Pick out each line of the records below that contains the string "bird", and copy those lines in full. Case matters.

* Begin Listing *

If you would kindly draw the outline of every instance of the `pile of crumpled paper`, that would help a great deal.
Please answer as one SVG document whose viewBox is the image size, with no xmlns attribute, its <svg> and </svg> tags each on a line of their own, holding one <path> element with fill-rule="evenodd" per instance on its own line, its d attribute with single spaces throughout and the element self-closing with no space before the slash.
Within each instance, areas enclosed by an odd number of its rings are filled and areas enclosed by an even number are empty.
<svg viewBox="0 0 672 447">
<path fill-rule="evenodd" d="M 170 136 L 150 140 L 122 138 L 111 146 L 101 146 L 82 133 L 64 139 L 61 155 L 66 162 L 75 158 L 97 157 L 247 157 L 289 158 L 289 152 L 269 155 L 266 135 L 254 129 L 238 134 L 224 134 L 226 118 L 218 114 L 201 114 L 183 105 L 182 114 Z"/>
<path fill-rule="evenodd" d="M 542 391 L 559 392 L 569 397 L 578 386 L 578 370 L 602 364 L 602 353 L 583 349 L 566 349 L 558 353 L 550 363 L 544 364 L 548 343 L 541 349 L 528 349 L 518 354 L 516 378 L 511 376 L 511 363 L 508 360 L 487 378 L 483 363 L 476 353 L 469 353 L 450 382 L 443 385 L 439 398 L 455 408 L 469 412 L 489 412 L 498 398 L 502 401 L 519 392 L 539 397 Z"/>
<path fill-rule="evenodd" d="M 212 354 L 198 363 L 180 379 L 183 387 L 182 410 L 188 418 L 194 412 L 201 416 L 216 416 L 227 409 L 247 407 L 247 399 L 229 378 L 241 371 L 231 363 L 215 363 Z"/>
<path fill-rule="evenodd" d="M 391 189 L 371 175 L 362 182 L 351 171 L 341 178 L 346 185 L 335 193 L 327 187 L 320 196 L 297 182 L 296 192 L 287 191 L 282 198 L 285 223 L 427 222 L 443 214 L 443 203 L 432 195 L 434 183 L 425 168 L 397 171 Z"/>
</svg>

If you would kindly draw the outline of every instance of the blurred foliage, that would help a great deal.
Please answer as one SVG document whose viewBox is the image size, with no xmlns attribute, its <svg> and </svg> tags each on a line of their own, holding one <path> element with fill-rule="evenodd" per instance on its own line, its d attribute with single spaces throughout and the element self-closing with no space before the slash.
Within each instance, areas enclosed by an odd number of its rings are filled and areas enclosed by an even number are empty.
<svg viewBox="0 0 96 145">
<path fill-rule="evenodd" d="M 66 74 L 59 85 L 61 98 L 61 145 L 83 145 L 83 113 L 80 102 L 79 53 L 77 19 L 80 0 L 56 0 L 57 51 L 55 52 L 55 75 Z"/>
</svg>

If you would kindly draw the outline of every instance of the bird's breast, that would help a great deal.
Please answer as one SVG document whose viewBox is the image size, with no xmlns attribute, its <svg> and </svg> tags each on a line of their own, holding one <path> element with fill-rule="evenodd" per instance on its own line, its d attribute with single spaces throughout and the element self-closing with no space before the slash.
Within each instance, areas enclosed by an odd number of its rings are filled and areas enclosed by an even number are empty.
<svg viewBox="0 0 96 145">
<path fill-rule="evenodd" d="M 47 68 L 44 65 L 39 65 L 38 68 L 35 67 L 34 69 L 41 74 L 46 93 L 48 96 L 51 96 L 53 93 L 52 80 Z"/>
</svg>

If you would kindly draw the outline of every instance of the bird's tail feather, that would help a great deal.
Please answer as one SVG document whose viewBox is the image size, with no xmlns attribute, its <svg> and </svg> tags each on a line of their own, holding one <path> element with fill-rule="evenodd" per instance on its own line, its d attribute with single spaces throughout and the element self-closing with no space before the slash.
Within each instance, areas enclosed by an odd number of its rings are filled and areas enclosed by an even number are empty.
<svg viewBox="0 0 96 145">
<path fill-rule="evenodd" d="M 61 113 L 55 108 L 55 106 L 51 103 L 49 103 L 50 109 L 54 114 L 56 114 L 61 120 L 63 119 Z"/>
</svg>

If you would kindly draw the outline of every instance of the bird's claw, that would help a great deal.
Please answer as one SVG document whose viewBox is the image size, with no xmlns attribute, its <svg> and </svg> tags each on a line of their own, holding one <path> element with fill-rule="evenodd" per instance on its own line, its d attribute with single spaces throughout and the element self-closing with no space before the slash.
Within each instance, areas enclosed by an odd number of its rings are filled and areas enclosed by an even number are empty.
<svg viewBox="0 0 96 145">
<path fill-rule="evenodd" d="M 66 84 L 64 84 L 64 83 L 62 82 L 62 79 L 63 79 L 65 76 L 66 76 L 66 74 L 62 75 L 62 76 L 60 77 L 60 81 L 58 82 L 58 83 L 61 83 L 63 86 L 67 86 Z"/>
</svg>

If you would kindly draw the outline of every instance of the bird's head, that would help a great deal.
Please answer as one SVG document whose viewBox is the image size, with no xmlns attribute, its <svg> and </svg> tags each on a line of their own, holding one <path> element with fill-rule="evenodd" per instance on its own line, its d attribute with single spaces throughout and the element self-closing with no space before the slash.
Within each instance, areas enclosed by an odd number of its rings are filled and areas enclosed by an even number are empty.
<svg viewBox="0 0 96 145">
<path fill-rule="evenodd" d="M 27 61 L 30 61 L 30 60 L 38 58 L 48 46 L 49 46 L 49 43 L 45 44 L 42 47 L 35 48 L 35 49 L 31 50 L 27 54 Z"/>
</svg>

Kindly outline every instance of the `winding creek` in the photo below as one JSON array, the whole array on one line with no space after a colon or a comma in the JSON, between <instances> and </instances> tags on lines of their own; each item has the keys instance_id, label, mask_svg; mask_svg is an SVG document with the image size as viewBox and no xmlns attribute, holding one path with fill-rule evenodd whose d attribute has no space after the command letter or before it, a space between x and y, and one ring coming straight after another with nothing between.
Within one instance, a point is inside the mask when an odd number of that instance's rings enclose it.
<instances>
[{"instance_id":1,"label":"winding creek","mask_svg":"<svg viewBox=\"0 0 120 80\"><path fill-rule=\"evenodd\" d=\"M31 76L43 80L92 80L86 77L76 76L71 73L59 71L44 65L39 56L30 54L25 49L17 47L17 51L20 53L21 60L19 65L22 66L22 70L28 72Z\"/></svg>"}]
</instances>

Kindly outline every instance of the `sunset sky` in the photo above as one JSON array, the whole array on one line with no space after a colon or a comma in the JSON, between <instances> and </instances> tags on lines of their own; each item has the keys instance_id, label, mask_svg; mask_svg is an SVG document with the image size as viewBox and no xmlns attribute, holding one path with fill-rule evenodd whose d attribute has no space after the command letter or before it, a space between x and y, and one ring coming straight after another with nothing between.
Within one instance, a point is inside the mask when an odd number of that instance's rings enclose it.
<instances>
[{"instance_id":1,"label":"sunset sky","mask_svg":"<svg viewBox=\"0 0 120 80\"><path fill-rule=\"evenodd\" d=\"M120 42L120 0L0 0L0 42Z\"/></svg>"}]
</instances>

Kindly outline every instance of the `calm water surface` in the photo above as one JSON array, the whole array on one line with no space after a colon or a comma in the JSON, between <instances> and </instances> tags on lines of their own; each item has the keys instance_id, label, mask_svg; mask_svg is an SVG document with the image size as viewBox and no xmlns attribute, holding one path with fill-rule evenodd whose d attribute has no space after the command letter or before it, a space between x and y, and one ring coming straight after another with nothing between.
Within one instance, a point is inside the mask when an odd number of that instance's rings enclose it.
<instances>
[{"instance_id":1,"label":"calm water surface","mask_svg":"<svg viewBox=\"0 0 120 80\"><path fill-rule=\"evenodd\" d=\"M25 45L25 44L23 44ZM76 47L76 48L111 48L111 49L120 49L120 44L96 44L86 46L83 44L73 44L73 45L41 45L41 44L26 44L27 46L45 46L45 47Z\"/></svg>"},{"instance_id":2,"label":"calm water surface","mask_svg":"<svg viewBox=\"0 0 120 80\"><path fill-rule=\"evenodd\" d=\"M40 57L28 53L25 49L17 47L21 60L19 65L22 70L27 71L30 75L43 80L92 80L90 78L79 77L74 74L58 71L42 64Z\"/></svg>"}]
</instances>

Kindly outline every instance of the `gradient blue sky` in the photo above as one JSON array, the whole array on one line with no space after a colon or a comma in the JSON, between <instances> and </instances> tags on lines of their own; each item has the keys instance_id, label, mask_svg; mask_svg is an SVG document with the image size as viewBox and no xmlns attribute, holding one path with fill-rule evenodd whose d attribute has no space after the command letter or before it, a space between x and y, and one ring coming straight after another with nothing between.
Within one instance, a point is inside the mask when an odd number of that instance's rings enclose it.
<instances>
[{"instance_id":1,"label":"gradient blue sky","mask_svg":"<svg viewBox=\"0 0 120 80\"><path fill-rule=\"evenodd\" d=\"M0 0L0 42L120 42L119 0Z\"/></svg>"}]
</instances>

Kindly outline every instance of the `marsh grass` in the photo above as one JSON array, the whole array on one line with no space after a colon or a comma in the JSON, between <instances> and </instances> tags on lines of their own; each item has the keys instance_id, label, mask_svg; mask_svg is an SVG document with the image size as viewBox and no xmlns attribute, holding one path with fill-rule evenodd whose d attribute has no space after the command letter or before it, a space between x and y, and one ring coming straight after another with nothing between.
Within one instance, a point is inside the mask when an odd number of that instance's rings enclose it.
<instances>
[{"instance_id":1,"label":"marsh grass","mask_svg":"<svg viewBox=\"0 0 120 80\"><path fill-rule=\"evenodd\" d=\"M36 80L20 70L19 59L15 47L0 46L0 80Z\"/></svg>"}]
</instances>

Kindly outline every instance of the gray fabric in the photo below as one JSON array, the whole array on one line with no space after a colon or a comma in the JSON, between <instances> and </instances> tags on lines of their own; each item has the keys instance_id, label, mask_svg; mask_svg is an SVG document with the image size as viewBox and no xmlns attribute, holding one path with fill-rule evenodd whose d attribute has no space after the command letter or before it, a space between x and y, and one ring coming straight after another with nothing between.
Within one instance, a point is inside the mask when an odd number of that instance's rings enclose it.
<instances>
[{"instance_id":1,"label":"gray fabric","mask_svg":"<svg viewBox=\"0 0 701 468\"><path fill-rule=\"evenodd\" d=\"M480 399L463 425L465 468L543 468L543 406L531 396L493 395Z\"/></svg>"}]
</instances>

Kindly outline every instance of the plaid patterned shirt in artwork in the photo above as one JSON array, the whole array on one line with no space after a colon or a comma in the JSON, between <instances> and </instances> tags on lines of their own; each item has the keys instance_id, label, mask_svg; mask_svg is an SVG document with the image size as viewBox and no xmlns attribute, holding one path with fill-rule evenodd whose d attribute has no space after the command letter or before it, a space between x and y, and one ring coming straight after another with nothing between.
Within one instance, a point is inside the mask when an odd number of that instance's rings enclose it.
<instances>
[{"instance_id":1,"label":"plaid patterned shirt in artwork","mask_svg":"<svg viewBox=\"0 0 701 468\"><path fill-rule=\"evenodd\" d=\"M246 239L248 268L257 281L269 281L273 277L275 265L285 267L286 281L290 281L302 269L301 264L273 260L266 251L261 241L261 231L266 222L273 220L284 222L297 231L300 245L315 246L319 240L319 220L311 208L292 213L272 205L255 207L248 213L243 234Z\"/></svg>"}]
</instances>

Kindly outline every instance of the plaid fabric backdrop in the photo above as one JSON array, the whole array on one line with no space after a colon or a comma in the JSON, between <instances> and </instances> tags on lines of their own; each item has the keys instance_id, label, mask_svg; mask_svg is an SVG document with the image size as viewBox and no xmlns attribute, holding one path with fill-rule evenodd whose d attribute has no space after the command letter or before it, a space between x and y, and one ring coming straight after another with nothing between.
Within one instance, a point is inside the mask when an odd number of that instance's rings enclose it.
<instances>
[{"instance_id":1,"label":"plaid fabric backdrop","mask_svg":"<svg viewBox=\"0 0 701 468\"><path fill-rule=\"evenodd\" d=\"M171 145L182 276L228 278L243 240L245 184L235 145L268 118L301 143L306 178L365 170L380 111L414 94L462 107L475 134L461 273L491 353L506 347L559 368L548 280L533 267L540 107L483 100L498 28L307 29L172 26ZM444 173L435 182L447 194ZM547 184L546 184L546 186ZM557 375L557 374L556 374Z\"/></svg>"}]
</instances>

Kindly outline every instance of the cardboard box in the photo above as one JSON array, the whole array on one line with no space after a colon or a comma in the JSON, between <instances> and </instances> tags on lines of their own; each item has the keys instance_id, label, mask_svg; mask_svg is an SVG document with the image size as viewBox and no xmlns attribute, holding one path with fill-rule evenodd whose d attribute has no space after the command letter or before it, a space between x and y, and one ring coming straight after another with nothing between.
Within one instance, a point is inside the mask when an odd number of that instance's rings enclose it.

* End Listing *

▶ Final result
If you would kindly draw the outline of every instance of the bird's breast, that would help a great deal.
If you would kindly draw the outline of every instance of the bird's tail feather, that would help a great deal.
If you would kindly draw the outline of every instance of the bird's claw, that would help a great deal.
If you would kindly draw the outline of every instance of the bird's head, that would help a great deal.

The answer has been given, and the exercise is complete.